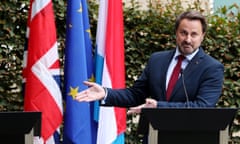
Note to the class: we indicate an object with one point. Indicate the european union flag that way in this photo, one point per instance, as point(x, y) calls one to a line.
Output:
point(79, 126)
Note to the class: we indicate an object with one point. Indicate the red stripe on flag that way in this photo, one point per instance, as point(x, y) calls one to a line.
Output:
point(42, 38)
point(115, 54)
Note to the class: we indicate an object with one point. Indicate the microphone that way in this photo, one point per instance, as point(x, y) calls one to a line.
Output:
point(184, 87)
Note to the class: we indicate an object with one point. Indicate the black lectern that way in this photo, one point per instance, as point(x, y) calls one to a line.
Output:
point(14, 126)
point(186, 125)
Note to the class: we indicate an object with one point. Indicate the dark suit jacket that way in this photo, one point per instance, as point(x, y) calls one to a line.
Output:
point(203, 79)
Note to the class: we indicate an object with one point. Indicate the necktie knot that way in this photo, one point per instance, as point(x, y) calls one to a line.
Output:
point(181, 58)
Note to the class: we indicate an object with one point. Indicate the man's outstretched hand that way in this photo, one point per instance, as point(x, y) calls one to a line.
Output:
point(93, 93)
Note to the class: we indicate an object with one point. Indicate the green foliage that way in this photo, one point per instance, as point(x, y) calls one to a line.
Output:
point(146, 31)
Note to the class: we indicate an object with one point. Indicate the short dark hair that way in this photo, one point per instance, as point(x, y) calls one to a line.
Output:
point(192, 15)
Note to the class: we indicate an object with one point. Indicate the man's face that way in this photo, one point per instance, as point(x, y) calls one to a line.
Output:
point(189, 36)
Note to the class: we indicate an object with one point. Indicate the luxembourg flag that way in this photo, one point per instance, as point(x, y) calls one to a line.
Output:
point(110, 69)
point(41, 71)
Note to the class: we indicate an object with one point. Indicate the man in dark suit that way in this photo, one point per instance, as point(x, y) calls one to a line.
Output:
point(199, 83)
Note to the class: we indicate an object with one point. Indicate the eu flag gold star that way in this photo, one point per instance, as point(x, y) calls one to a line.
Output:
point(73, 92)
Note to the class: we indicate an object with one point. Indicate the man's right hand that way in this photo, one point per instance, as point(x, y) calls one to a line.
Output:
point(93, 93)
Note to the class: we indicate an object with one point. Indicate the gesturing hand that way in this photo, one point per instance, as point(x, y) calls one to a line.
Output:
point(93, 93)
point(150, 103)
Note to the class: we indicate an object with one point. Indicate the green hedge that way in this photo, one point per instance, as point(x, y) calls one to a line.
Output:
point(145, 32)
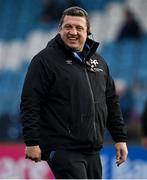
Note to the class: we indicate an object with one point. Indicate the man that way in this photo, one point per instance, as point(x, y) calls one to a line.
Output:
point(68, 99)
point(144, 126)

▬▬▬▬▬▬

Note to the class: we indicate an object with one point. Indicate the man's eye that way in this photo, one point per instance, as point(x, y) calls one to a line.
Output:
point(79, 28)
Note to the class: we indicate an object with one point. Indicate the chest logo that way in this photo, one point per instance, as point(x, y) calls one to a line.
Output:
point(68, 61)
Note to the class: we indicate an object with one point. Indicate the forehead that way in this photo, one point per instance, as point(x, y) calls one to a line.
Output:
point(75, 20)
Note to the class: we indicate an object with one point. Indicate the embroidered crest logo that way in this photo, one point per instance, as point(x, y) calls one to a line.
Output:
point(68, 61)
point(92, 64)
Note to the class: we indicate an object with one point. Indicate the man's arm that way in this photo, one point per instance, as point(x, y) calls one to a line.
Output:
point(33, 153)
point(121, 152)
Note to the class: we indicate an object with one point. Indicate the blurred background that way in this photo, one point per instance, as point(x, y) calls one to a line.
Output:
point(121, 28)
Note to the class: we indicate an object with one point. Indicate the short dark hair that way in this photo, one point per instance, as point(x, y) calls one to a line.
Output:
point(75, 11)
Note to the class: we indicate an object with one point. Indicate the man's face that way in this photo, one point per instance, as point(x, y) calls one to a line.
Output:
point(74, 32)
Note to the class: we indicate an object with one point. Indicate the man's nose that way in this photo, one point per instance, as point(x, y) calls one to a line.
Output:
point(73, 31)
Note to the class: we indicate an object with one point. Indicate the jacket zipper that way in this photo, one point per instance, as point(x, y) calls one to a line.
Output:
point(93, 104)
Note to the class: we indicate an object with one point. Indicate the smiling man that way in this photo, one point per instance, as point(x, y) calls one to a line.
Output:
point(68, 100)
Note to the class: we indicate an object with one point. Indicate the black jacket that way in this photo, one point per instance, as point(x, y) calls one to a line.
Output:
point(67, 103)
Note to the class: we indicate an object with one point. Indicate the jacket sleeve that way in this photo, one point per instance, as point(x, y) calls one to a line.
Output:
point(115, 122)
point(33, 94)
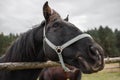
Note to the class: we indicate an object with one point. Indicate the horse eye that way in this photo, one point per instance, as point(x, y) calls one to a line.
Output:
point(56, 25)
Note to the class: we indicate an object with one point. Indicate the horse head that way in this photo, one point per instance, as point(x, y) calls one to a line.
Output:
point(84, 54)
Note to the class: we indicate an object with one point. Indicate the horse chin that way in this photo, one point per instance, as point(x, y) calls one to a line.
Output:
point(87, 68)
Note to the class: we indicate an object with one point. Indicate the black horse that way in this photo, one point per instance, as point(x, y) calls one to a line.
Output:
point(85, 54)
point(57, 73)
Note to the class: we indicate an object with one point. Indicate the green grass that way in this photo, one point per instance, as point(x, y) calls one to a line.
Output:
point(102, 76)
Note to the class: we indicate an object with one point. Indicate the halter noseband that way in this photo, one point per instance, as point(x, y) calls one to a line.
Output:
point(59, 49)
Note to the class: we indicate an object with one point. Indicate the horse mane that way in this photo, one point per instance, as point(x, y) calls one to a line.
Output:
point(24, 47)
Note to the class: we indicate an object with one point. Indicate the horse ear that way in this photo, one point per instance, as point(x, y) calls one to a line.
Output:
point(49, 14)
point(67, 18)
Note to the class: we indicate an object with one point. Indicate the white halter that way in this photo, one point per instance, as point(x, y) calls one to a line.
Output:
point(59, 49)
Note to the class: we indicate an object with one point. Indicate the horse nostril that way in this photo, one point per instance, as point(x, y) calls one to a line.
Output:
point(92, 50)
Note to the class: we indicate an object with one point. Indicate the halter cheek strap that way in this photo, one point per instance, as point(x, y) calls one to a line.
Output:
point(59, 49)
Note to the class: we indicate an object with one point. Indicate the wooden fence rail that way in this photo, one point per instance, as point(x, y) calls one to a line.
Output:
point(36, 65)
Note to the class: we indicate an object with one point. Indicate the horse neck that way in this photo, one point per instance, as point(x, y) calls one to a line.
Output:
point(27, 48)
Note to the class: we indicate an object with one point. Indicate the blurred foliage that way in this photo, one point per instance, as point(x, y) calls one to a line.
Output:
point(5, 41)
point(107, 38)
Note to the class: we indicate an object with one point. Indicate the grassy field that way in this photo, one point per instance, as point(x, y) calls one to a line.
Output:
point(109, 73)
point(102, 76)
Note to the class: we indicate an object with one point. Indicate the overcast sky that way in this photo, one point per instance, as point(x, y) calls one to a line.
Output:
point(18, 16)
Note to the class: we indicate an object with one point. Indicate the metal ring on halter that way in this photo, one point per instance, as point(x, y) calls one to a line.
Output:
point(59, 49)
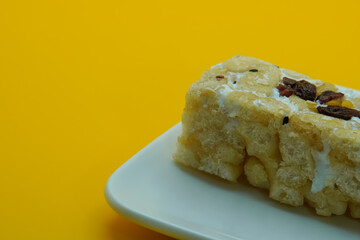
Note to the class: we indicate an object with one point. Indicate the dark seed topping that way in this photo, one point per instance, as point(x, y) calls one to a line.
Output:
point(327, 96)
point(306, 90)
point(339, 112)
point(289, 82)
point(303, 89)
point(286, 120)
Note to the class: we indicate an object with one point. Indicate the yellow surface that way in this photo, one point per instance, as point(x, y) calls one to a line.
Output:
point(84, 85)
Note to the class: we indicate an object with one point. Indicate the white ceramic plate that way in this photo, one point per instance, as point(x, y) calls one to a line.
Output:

▬▬▬▬▬▬

> [AIM OF THE TASK]
Report how many lines in the data contain the word "black", with no words besides the number.

> [EXPECTED ANSWER]
3